[[ Records, beginning ]]

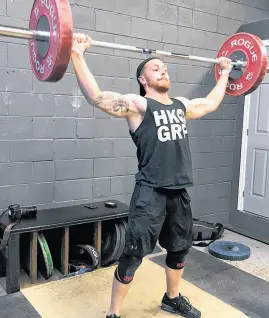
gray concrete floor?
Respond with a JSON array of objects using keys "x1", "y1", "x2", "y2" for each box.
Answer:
[{"x1": 148, "y1": 228, "x2": 269, "y2": 284}]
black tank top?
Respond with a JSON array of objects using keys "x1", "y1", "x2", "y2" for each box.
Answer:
[{"x1": 130, "y1": 97, "x2": 193, "y2": 189}]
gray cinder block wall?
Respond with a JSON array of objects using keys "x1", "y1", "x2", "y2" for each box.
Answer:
[{"x1": 1, "y1": 0, "x2": 269, "y2": 223}]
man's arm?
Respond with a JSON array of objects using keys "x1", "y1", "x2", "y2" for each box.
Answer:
[
  {"x1": 71, "y1": 34, "x2": 146, "y2": 118},
  {"x1": 71, "y1": 52, "x2": 145, "y2": 118},
  {"x1": 175, "y1": 57, "x2": 232, "y2": 120}
]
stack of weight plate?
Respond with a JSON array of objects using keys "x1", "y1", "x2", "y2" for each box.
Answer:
[{"x1": 101, "y1": 218, "x2": 127, "y2": 267}]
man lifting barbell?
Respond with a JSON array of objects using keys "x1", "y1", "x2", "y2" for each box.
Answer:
[
  {"x1": 71, "y1": 33, "x2": 232, "y2": 318},
  {"x1": 0, "y1": 1, "x2": 268, "y2": 317}
]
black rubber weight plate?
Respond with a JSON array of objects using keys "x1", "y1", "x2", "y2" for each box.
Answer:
[
  {"x1": 101, "y1": 222, "x2": 121, "y2": 266},
  {"x1": 71, "y1": 244, "x2": 99, "y2": 269},
  {"x1": 107, "y1": 220, "x2": 126, "y2": 266},
  {"x1": 208, "y1": 240, "x2": 251, "y2": 261}
]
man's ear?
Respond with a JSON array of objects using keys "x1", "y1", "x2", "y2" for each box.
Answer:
[{"x1": 138, "y1": 75, "x2": 146, "y2": 85}]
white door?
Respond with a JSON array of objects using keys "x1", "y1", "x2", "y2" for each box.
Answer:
[{"x1": 242, "y1": 73, "x2": 269, "y2": 219}]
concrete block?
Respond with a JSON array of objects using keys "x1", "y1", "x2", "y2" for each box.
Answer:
[
  {"x1": 34, "y1": 161, "x2": 54, "y2": 183},
  {"x1": 148, "y1": 0, "x2": 178, "y2": 25},
  {"x1": 53, "y1": 95, "x2": 93, "y2": 118},
  {"x1": 206, "y1": 182, "x2": 231, "y2": 198},
  {"x1": 131, "y1": 17, "x2": 163, "y2": 41},
  {"x1": 10, "y1": 140, "x2": 53, "y2": 162},
  {"x1": 6, "y1": 0, "x2": 32, "y2": 20},
  {"x1": 8, "y1": 182, "x2": 54, "y2": 206},
  {"x1": 194, "y1": 0, "x2": 221, "y2": 15},
  {"x1": 113, "y1": 35, "x2": 147, "y2": 59},
  {"x1": 0, "y1": 162, "x2": 33, "y2": 186},
  {"x1": 96, "y1": 10, "x2": 131, "y2": 36},
  {"x1": 0, "y1": 68, "x2": 32, "y2": 93},
  {"x1": 229, "y1": 19, "x2": 243, "y2": 35},
  {"x1": 217, "y1": 16, "x2": 231, "y2": 35},
  {"x1": 72, "y1": 5, "x2": 94, "y2": 30},
  {"x1": 76, "y1": 118, "x2": 95, "y2": 139},
  {"x1": 111, "y1": 175, "x2": 135, "y2": 195},
  {"x1": 223, "y1": 136, "x2": 235, "y2": 152},
  {"x1": 0, "y1": 116, "x2": 33, "y2": 140},
  {"x1": 92, "y1": 55, "x2": 129, "y2": 77},
  {"x1": 0, "y1": 1, "x2": 6, "y2": 16},
  {"x1": 76, "y1": 139, "x2": 113, "y2": 159},
  {"x1": 113, "y1": 138, "x2": 136, "y2": 157},
  {"x1": 218, "y1": 0, "x2": 231, "y2": 18},
  {"x1": 162, "y1": 24, "x2": 178, "y2": 44},
  {"x1": 94, "y1": 157, "x2": 137, "y2": 177},
  {"x1": 33, "y1": 73, "x2": 78, "y2": 95},
  {"x1": 54, "y1": 179, "x2": 93, "y2": 201},
  {"x1": 93, "y1": 178, "x2": 111, "y2": 198},
  {"x1": 0, "y1": 93, "x2": 9, "y2": 115},
  {"x1": 7, "y1": 43, "x2": 30, "y2": 69},
  {"x1": 205, "y1": 32, "x2": 229, "y2": 51},
  {"x1": 8, "y1": 93, "x2": 54, "y2": 117},
  {"x1": 54, "y1": 140, "x2": 76, "y2": 160},
  {"x1": 92, "y1": 119, "x2": 130, "y2": 138},
  {"x1": 177, "y1": 65, "x2": 207, "y2": 84},
  {"x1": 177, "y1": 27, "x2": 205, "y2": 49},
  {"x1": 33, "y1": 118, "x2": 76, "y2": 139},
  {"x1": 55, "y1": 159, "x2": 93, "y2": 181},
  {"x1": 115, "y1": 0, "x2": 147, "y2": 18},
  {"x1": 212, "y1": 120, "x2": 236, "y2": 136},
  {"x1": 187, "y1": 184, "x2": 207, "y2": 202},
  {"x1": 0, "y1": 42, "x2": 7, "y2": 67},
  {"x1": 177, "y1": 7, "x2": 193, "y2": 27},
  {"x1": 76, "y1": 0, "x2": 114, "y2": 11},
  {"x1": 223, "y1": 104, "x2": 237, "y2": 120},
  {"x1": 0, "y1": 141, "x2": 9, "y2": 162},
  {"x1": 193, "y1": 11, "x2": 218, "y2": 32}
]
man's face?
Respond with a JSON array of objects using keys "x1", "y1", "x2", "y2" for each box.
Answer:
[{"x1": 139, "y1": 59, "x2": 170, "y2": 94}]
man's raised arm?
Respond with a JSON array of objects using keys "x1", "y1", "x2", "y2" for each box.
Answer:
[
  {"x1": 175, "y1": 56, "x2": 232, "y2": 120},
  {"x1": 71, "y1": 34, "x2": 144, "y2": 118}
]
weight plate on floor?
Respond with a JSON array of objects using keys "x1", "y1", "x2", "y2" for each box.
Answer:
[{"x1": 208, "y1": 240, "x2": 251, "y2": 261}]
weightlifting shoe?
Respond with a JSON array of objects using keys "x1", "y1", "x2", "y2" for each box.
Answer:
[{"x1": 161, "y1": 293, "x2": 201, "y2": 317}]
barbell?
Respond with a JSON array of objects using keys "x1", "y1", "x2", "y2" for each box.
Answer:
[{"x1": 0, "y1": 0, "x2": 268, "y2": 97}]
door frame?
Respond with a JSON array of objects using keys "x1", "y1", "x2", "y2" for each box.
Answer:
[{"x1": 237, "y1": 40, "x2": 269, "y2": 212}]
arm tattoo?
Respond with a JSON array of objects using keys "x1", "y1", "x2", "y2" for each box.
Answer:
[{"x1": 94, "y1": 92, "x2": 130, "y2": 114}]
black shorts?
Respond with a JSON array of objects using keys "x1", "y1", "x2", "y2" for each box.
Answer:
[{"x1": 123, "y1": 183, "x2": 193, "y2": 258}]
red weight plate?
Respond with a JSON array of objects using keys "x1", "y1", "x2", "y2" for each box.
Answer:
[
  {"x1": 215, "y1": 32, "x2": 268, "y2": 96},
  {"x1": 29, "y1": 0, "x2": 73, "y2": 82}
]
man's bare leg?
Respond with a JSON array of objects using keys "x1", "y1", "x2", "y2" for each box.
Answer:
[
  {"x1": 165, "y1": 266, "x2": 184, "y2": 299},
  {"x1": 107, "y1": 277, "x2": 132, "y2": 317}
]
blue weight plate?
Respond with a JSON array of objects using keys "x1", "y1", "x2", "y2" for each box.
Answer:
[{"x1": 208, "y1": 240, "x2": 251, "y2": 261}]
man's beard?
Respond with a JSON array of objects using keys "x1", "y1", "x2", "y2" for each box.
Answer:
[{"x1": 148, "y1": 78, "x2": 170, "y2": 93}]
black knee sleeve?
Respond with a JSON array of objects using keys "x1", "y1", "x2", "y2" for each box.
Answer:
[
  {"x1": 114, "y1": 255, "x2": 143, "y2": 285},
  {"x1": 165, "y1": 248, "x2": 189, "y2": 270}
]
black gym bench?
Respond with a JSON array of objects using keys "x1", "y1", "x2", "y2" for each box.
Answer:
[{"x1": 0, "y1": 200, "x2": 129, "y2": 294}]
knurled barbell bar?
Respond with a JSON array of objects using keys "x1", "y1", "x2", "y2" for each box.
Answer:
[{"x1": 0, "y1": 0, "x2": 268, "y2": 96}]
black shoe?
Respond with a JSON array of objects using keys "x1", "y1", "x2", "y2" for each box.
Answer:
[
  {"x1": 161, "y1": 293, "x2": 201, "y2": 317},
  {"x1": 106, "y1": 315, "x2": 121, "y2": 318}
]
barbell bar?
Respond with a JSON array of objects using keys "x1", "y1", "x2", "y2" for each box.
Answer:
[
  {"x1": 0, "y1": 0, "x2": 268, "y2": 97},
  {"x1": 0, "y1": 24, "x2": 245, "y2": 68}
]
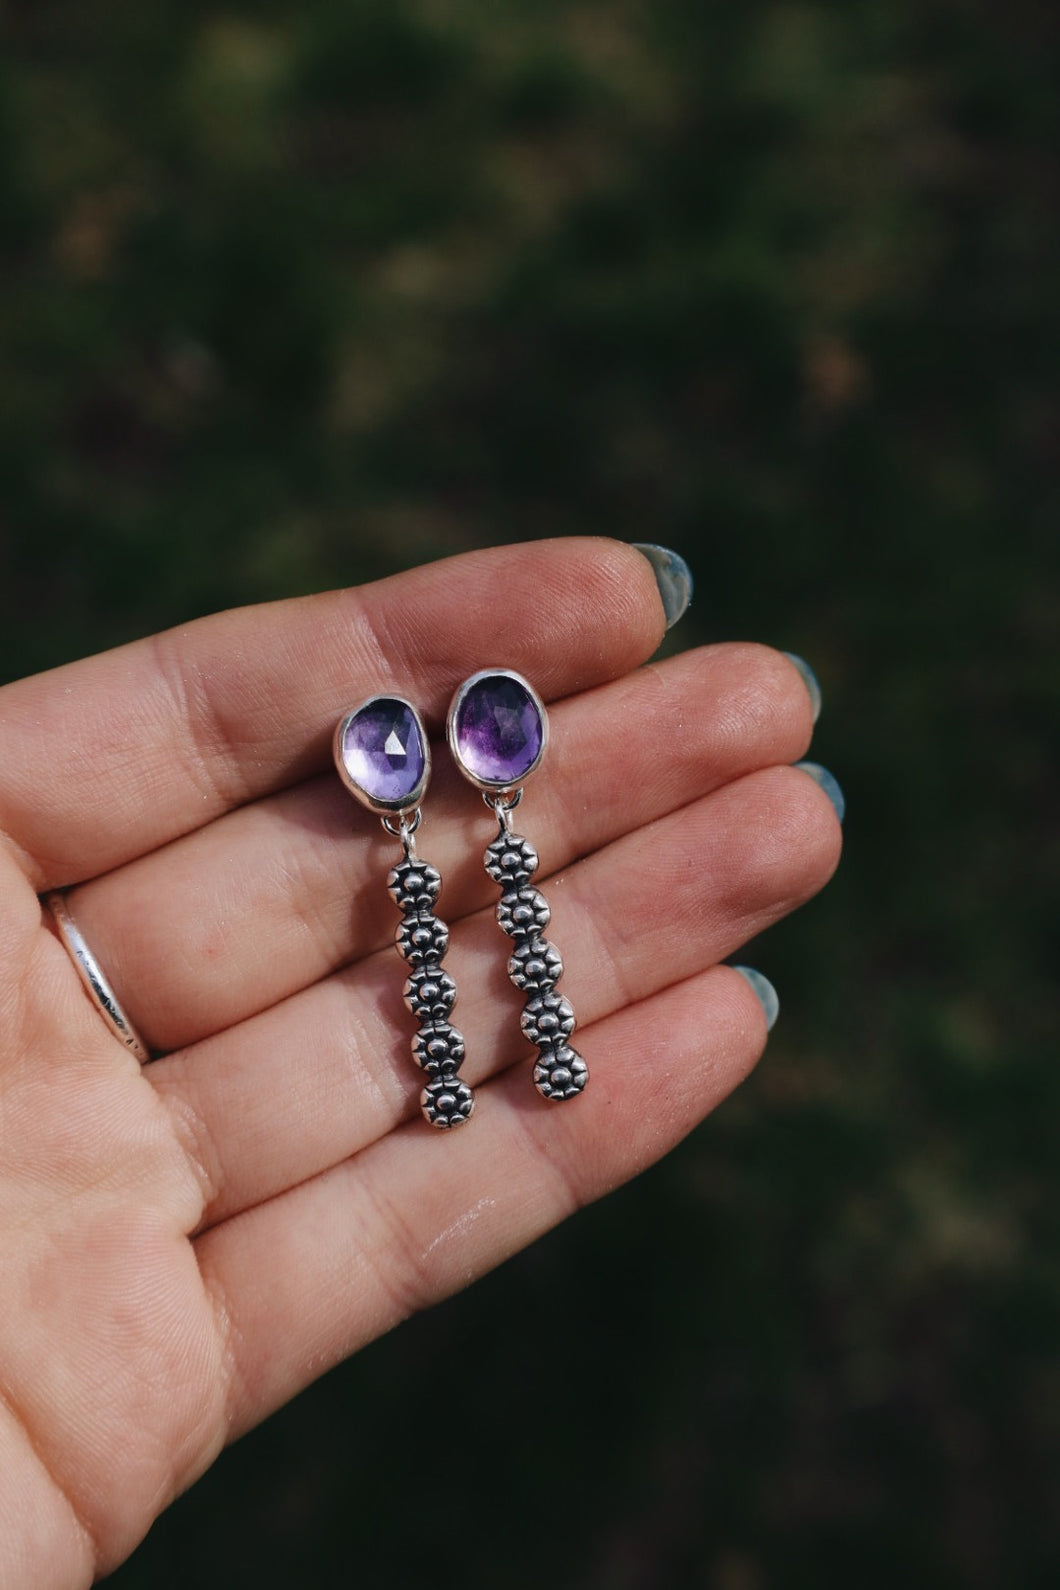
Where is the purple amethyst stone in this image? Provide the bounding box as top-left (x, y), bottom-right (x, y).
top-left (450, 672), bottom-right (546, 788)
top-left (338, 696), bottom-right (427, 809)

[[ Records, end ]]

• **Your instructions**
Going through the material above, tally each line holding the word "gray", then give the total and nothing else.

• **Answer box**
2